(Dataset excerpt)
--- Begin ---
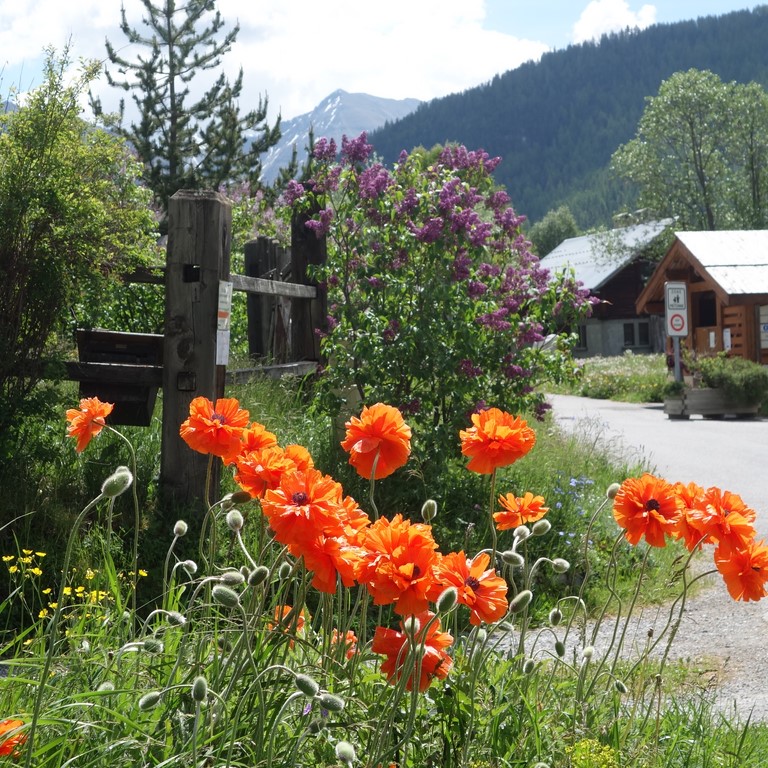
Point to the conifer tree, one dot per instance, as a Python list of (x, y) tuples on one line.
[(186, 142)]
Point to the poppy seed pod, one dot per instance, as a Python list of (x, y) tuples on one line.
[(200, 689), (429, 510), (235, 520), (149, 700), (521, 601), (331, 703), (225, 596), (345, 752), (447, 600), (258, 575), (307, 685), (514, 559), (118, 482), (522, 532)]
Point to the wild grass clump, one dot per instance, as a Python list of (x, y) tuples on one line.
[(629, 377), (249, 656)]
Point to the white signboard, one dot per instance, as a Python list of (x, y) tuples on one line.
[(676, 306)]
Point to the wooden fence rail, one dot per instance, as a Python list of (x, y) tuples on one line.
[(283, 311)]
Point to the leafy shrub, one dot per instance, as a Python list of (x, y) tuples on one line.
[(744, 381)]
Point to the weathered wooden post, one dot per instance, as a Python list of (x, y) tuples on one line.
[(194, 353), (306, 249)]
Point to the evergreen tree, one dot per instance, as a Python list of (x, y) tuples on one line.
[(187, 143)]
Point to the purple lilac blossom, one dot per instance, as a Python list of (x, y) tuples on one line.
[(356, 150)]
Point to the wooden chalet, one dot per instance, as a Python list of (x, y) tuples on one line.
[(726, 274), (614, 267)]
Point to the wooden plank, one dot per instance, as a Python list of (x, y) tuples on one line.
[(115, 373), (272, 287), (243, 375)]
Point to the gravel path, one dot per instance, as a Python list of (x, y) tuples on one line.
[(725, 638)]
--- End ---
--- Begin ---
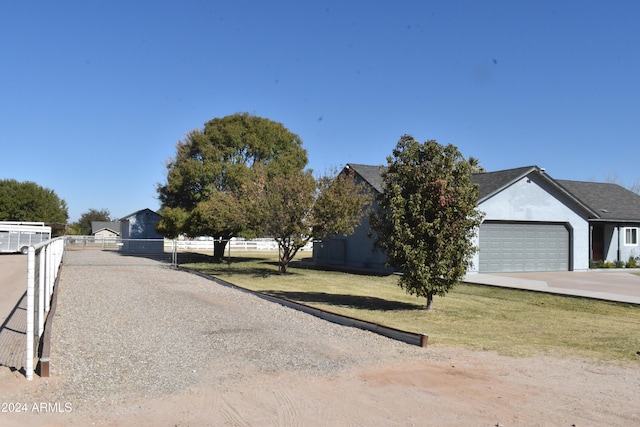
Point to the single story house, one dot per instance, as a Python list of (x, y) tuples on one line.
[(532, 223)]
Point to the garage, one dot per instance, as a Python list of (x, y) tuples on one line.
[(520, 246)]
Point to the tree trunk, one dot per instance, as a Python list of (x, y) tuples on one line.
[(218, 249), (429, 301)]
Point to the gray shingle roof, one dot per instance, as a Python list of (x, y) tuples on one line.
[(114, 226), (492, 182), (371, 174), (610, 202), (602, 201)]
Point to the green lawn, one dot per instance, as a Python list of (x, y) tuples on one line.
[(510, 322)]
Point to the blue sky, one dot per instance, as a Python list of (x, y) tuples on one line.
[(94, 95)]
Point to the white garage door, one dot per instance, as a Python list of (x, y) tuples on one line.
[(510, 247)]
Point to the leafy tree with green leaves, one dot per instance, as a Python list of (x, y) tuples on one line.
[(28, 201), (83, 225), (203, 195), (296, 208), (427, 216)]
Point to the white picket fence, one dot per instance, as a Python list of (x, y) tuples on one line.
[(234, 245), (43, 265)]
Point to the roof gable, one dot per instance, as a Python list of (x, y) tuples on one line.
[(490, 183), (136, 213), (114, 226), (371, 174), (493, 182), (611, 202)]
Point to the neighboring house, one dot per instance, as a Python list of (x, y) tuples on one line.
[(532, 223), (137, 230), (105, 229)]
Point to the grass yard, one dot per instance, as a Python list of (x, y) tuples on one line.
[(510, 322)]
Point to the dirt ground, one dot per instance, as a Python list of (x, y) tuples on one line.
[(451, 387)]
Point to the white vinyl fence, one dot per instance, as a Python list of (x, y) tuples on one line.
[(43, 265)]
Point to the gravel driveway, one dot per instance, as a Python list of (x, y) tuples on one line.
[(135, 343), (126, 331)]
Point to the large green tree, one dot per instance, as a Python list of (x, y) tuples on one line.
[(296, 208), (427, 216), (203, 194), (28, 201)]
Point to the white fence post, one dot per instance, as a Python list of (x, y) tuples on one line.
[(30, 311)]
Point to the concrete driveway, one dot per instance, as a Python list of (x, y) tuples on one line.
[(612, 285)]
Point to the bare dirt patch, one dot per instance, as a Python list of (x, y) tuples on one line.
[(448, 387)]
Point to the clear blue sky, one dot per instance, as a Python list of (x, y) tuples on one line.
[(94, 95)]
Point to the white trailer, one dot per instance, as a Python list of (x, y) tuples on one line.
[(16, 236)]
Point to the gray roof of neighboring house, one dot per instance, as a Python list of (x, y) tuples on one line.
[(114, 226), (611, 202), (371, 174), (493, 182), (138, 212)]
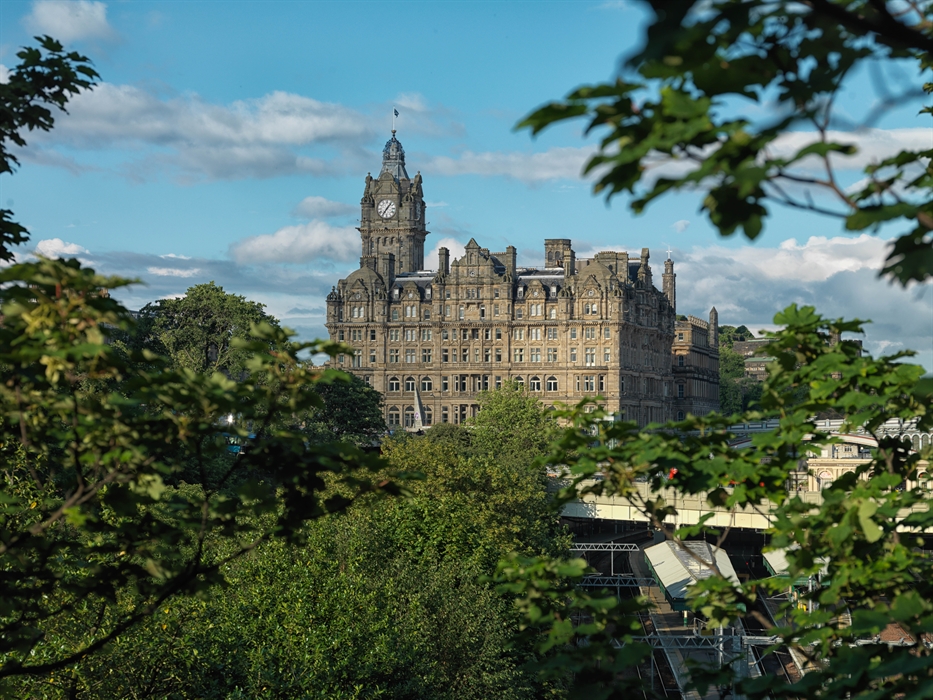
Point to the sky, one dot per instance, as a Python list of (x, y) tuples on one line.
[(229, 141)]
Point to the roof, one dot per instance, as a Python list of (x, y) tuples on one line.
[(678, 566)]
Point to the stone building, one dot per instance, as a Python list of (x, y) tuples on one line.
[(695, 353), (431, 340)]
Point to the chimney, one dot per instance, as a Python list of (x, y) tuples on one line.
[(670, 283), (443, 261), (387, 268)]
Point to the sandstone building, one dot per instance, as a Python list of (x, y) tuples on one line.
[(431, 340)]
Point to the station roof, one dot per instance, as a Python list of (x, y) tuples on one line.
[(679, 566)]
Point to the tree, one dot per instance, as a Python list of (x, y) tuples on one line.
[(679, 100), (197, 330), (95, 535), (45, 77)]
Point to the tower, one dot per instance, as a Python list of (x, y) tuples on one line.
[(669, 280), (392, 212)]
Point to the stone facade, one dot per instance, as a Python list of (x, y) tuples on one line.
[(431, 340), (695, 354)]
--- End ---
--- Begin ---
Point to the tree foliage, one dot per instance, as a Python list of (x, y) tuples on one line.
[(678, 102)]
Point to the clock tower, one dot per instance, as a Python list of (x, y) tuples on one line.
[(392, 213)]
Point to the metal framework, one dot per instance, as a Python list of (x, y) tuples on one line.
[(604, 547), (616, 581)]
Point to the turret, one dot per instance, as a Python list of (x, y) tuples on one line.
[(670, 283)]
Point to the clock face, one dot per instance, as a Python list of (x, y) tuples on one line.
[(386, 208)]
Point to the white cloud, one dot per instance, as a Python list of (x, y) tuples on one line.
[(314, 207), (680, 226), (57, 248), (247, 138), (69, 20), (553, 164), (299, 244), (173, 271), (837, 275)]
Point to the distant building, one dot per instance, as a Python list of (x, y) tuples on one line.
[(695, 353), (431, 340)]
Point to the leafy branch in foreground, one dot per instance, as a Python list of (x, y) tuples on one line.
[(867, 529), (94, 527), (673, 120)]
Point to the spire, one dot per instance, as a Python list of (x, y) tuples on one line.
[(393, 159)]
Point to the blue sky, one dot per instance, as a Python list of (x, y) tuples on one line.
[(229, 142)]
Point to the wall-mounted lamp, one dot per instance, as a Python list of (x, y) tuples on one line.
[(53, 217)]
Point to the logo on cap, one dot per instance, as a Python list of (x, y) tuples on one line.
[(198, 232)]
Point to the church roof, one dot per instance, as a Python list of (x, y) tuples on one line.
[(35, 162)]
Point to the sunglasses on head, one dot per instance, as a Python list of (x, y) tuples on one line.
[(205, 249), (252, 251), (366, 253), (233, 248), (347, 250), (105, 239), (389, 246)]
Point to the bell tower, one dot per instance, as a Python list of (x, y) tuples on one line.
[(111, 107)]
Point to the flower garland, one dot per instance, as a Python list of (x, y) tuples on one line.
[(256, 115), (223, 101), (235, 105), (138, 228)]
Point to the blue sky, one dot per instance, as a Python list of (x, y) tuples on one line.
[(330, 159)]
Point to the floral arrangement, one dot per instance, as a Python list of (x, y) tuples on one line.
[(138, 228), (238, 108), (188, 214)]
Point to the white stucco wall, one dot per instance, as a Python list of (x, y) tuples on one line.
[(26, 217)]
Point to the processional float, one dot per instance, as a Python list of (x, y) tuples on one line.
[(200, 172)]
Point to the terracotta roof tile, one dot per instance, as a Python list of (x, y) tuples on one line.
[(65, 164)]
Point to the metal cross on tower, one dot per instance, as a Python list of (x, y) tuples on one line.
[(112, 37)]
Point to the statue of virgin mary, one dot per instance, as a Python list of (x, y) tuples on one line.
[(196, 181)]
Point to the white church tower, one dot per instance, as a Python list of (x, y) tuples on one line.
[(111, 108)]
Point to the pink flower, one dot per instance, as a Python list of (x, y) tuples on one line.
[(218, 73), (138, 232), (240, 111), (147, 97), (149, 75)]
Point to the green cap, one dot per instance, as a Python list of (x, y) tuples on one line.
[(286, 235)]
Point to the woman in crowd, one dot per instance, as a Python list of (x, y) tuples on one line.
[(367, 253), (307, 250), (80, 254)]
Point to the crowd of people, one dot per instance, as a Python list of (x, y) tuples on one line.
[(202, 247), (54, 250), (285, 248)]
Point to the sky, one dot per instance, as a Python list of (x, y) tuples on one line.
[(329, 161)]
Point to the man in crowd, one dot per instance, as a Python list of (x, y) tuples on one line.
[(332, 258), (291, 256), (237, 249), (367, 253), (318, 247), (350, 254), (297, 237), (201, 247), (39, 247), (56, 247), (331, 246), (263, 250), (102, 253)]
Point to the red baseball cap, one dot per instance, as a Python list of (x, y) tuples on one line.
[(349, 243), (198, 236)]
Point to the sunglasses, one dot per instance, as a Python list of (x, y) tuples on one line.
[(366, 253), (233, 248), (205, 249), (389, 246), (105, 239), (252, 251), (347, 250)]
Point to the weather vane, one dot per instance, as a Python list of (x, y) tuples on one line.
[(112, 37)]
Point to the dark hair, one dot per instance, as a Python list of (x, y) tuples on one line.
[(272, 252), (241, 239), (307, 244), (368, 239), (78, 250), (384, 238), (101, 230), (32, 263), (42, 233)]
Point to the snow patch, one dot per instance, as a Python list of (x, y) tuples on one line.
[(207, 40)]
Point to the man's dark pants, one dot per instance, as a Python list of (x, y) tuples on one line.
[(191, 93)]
--- End ---
• Do this: Write out the records above word for word, starting at the line that contains "Point to the weather vane, one" and ending at the line that contains "[(191, 93)]".

• In response:
Point to the weather vane, one dot per instance, as a Python list of (x, y) tuples on one line.
[(112, 37)]
Point to the dark hair, one dot per instance, as a Python list of (x, y) tuples on one line.
[(272, 252), (241, 239), (307, 244), (368, 239), (78, 250), (384, 238), (101, 230), (32, 263), (42, 233)]
Point to the snow patch, one dot per instance, as a Python list of (x, y) tuples on one line.
[(207, 40)]
Point to the man's dark pants, one dot per instance, as a Python list of (x, y) tuples on one line.
[(191, 93)]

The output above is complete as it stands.